◆ INSTRUCTIONS FOR THE TASK ◆
Copy out every line below that contains the word "brown", and leave out all the others.

◆ MATERIAL SHOWN ◆
start

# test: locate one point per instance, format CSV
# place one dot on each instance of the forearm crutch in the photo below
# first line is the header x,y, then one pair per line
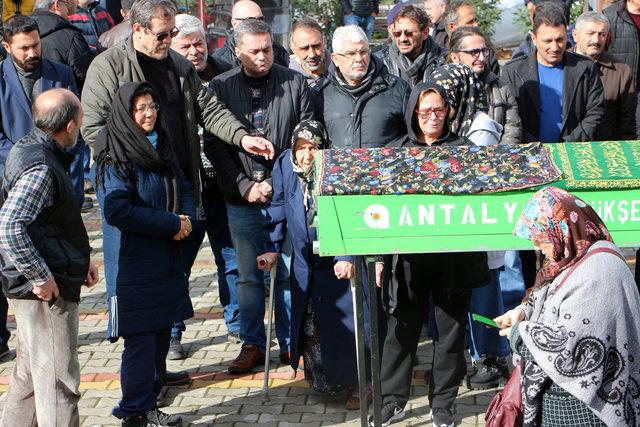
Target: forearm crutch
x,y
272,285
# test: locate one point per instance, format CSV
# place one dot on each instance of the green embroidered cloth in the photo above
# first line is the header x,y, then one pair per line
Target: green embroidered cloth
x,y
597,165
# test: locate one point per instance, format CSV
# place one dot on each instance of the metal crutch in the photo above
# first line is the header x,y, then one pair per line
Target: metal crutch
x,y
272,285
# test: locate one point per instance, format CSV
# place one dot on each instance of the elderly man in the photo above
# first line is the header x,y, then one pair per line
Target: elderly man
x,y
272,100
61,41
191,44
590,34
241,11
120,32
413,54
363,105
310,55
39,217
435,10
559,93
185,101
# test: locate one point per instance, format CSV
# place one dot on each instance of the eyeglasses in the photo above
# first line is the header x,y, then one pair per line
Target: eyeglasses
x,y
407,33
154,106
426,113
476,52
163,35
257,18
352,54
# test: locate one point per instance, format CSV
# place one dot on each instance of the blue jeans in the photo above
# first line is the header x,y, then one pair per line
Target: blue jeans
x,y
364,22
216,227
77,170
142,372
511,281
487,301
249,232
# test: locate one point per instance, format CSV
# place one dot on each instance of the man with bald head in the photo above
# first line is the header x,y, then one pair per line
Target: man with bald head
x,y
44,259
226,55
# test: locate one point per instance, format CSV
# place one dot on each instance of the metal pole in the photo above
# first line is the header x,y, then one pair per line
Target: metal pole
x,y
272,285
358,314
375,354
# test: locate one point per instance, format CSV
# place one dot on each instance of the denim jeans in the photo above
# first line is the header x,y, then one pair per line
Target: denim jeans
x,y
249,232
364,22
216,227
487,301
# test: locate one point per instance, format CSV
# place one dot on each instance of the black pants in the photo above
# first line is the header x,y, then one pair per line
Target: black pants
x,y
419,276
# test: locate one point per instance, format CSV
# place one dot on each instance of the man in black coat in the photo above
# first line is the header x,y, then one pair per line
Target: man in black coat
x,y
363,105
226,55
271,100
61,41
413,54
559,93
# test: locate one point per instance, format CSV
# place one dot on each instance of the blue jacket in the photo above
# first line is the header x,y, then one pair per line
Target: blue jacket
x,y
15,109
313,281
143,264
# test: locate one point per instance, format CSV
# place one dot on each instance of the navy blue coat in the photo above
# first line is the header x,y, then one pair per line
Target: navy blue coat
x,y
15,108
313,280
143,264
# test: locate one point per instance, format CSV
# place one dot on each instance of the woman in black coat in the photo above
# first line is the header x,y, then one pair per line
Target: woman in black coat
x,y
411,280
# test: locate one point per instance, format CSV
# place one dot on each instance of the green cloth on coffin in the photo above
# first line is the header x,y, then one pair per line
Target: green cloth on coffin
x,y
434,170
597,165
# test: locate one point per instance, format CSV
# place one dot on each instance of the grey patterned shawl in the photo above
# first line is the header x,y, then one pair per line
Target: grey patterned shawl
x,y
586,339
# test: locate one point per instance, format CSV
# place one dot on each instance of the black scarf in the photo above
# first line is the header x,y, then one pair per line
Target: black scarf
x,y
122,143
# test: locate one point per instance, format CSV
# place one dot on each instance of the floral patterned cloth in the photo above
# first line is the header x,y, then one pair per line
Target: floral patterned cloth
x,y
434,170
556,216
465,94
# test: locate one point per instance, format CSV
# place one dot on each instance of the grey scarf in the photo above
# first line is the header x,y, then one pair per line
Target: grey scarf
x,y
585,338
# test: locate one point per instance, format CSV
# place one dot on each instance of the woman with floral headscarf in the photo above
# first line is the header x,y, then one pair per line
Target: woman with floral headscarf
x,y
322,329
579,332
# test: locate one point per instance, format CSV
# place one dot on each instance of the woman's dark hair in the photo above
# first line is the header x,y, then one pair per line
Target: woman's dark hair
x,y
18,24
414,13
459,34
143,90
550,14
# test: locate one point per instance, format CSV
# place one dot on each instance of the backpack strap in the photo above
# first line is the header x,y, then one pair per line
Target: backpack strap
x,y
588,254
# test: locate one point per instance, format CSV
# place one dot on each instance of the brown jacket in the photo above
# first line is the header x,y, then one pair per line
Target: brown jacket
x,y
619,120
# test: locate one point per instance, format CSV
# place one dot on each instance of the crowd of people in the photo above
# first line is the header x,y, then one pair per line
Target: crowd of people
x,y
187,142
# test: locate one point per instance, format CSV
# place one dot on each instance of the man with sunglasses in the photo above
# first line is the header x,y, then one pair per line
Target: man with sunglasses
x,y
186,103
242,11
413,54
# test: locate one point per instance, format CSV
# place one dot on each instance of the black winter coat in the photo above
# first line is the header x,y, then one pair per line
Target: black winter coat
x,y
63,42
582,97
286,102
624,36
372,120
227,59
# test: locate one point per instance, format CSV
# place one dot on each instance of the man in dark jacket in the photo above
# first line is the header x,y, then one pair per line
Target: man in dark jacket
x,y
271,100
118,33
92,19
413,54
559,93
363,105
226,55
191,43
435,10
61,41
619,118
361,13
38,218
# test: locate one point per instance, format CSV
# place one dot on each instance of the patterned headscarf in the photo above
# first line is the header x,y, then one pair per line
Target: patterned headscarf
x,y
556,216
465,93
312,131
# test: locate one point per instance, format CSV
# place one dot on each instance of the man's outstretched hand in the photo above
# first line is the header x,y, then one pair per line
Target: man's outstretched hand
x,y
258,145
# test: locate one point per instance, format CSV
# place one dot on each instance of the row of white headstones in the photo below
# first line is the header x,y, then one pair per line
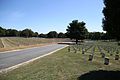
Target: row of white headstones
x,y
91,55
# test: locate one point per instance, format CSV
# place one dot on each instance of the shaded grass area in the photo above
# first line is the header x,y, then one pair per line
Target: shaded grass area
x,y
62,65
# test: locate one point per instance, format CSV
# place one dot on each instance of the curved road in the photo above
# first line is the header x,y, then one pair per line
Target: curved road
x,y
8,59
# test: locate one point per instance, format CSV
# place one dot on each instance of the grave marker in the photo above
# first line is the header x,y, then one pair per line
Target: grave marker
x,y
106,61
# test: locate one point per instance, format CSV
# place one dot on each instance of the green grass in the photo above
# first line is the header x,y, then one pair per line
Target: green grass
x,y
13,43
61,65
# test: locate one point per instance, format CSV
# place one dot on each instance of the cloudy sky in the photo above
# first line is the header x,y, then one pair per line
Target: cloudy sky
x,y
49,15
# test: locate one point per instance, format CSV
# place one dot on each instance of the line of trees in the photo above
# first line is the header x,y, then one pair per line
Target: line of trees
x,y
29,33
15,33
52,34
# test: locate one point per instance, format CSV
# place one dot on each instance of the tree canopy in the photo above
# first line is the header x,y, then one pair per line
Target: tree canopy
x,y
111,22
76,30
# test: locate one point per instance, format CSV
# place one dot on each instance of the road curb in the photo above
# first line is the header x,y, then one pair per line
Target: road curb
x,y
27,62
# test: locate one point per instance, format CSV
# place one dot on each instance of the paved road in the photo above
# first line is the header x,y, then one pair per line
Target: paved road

end

◆ THE OUTPUT ◆
# place one dot on each instance of the brown jacket in the photo above
Target: brown jacket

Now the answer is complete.